* [Work to be completed]
Edit every entry below, changing "bounding region" to "bounding box" and leaving everything else unchanged.
------ Dataset records
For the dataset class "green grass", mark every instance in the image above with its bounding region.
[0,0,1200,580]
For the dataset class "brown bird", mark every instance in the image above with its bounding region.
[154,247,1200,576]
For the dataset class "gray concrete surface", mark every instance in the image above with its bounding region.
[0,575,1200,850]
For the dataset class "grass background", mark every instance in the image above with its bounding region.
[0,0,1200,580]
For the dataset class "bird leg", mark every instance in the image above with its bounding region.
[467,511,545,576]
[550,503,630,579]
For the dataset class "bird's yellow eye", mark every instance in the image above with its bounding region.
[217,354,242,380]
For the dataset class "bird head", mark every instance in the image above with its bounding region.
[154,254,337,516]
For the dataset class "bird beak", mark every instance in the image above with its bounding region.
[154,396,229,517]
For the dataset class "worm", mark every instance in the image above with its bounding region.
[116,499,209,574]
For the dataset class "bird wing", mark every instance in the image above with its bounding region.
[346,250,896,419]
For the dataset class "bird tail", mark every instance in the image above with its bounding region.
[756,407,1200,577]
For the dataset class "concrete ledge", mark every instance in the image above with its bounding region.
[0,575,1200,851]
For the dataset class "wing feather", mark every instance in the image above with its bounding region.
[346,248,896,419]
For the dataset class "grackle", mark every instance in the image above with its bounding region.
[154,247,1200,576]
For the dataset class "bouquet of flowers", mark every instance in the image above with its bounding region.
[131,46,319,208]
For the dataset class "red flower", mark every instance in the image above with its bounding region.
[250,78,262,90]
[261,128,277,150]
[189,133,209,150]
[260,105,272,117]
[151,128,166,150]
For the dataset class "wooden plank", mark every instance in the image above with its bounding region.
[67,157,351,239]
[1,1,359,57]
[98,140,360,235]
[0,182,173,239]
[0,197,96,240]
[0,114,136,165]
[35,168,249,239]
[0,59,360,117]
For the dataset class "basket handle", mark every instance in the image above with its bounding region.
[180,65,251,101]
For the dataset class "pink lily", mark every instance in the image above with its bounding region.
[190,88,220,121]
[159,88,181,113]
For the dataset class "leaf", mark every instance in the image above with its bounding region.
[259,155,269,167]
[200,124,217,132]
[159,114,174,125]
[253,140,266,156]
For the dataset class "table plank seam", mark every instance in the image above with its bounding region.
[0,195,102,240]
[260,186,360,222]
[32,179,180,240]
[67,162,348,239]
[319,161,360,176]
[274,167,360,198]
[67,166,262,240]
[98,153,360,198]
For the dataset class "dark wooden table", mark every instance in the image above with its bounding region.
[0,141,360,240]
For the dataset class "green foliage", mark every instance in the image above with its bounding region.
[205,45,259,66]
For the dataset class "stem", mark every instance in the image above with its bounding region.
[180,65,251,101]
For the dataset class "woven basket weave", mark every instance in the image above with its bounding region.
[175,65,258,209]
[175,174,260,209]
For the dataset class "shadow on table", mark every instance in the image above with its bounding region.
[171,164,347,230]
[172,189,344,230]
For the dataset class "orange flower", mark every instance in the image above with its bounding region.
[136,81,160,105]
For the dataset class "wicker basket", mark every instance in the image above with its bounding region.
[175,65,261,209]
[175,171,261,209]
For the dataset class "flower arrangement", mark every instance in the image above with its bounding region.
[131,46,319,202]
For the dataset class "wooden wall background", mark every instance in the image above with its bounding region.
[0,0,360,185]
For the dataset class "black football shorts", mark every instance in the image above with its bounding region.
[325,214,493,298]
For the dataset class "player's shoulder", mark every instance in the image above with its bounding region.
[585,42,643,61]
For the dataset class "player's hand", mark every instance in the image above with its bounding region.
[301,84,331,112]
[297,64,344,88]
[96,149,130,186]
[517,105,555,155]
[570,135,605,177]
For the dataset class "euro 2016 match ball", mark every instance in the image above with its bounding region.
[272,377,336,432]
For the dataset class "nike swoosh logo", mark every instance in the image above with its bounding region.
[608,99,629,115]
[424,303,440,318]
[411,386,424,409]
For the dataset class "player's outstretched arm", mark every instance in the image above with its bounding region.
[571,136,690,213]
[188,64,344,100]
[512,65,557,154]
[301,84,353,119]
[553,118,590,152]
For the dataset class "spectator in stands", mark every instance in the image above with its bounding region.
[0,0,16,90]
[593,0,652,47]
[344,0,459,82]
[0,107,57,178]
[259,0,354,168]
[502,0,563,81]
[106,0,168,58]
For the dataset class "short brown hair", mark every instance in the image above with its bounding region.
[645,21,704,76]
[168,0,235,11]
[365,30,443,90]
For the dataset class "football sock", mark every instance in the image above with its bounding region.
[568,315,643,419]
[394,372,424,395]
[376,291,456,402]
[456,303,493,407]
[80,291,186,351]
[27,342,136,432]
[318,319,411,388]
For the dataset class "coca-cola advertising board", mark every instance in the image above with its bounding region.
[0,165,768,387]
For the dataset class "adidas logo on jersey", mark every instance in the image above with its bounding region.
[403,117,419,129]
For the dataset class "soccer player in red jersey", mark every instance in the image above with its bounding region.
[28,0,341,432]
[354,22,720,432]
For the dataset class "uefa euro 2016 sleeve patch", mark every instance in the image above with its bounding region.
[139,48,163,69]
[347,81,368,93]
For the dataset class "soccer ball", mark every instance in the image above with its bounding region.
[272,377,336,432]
------------
* [Answer to the problem]
For the dataset class "green grass", mark every instance in the image above with its bounding box.
[0,0,1200,580]
For the dataset class "brown bird", mark every instance in the image above with its bounding box.
[154,247,1200,576]
For the dataset class "gray concrete surface", mark every instance in the image above with its bounding box.
[0,575,1200,850]
For the dataset class "grass background", mark every instance in the image above with its bounding box.
[0,0,1200,580]
For the dataset class "bird leg", mark every instance in the image above with its bounding box.
[467,511,545,576]
[550,503,630,579]
For the dataset class "bird's yellow eye", mark every instance in the image above with its bounding box.
[217,354,242,380]
For the dataset class "bird head", mark every instance in the image above with its bounding box.
[154,254,337,516]
For the dataset class "bird beak", mark every instance in the image above with its bounding box.
[154,396,229,517]
For the dataset class "worm", mark every instance in the image above with its bounding box.
[116,499,209,574]
For the dataset class "bird wing", mark every instance in the image above with its bounding box.
[346,250,896,419]
For the dataset class "bird tail", mark every instance in the image above with its bounding box.
[756,407,1200,577]
For the dataset class "concrete ledge", mark every instance in the image above with its bounding box.
[0,575,1200,851]
For the dataset class "wing feather", mark every instance in the image above with its bounding box.
[346,248,896,419]
For the dataset class "grackle", mark every instance in the image above with its bounding box.
[154,247,1200,576]
For the dataset class "bouquet of flowers", mark every instance in the image above with its bounding box.
[131,46,319,208]
For the dataset class "red flower", mark every instance in the image above with its bounding box.
[250,78,262,90]
[261,128,277,150]
[189,133,209,150]
[260,105,272,117]
[151,128,166,150]
For the dataset class "wooden plank", mark every instance in the image above with its bounding box.
[67,157,351,239]
[1,1,359,57]
[98,140,360,235]
[0,182,173,239]
[0,197,96,240]
[0,114,136,165]
[35,168,249,239]
[0,59,360,117]
For the dataset class "basket handle", mark every instance in the image above with its bounding box.
[180,65,251,101]
For the dataset class "pink lily", mark every instance in the image above with its bounding box.
[190,88,220,121]
[159,88,181,113]
For the dataset class "leaf", mark every instance in the image above with its bounding box.
[259,155,269,167]
[200,124,217,132]
[159,114,174,125]
[253,140,266,156]
For the dataset class "table plank seam", mark every instance in the image above with its bounding box.
[0,195,102,240]
[260,186,360,222]
[32,179,180,240]
[67,162,348,239]
[319,161,360,176]
[274,167,360,198]
[67,166,262,240]
[98,153,360,198]
For the dataset class "dark wooden table", mark every instance in the image above with its bounding box.
[0,141,360,240]
For the dataset class "green foliage", mark every instance in the image above with its bounding box.
[205,45,259,66]
For the dataset class "stem", mark every instance in the image above with its bounding box.
[180,65,251,101]
For the dataset class "woven basket weave", mark every instance in the image above with its bounding box.
[175,65,258,209]
[175,174,260,209]
For the dataset class "shadow on table", mark every instance in the image above with its bounding box.
[171,164,347,230]
[172,189,344,230]
For the dataset class "orange flower", mark every instance in the image above with its bounding box.
[136,81,160,105]
For the dataset class "wicker basket", mark every instance in the image above with its bounding box.
[175,65,261,209]
[175,171,261,209]
For the dataset class "flower arrangement", mark every instance in the image above with its bounding box.
[131,46,319,202]
For the dataset class "wooden wall background", mark every instance in the image above with its bounding box.
[0,0,360,185]
For the dataset class "black football shorts", mark every instance in the image above with its bounding box.
[325,214,493,298]
For the dataset class "player's shoulder", mark every instance in the image above with its bounding box.
[585,42,643,61]
For the dataset class "player's hand", mark every instance in the image above with its bounding box.
[301,84,331,112]
[297,64,344,88]
[96,149,130,186]
[517,105,555,155]
[570,135,605,177]
For the dataset class "euro 2016 match ball", mark every instance in the image above with its bounding box.
[272,377,336,432]
For the dataset class "nike swoosh logo", mark every instance in the image above with its bounding box.
[608,99,629,115]
[424,303,440,318]
[411,386,424,409]
For the dataset class "player's outstretched arm", mark every instance in the image above with its bounding box.
[571,136,690,213]
[188,64,344,100]
[512,65,557,154]
[301,84,353,119]
[553,118,590,152]
For the dataset class "spectator in stands", mark every instance in the image above with its bounding box.
[0,0,16,90]
[593,0,652,47]
[344,0,459,82]
[0,107,57,178]
[259,0,354,168]
[502,0,563,81]
[106,0,168,58]
For the dataset class "short brown hair", mark every instance in the image above with its bounding box.
[645,21,704,76]
[168,0,235,11]
[365,30,443,90]
For the dataset class "football sock", mark every instance in the image above with its bounding box.
[568,315,643,419]
[394,372,424,395]
[376,291,456,402]
[456,303,493,407]
[80,291,186,351]
[27,342,136,432]
[318,319,411,388]
For the dataset class "coca-cola advertising board", mark every instance in the image above with its bounding box.
[0,165,768,387]
For the dataset class "adidas logo on jersey", mark every instance in the image above with its bounding box.
[403,117,419,129]
For the dataset class "soccer player in red jersey", mark every instance in the image above with its bounding box.
[28,0,341,432]
[354,22,720,432]
For the dataset class "uefa euro 2016 sleeve patch", mark every instance in the image above with its bounding box.
[139,48,163,69]
[347,81,368,93]
For the dataset class "soccer ball", mark every instance in the image above with its bounding box.
[272,377,336,432]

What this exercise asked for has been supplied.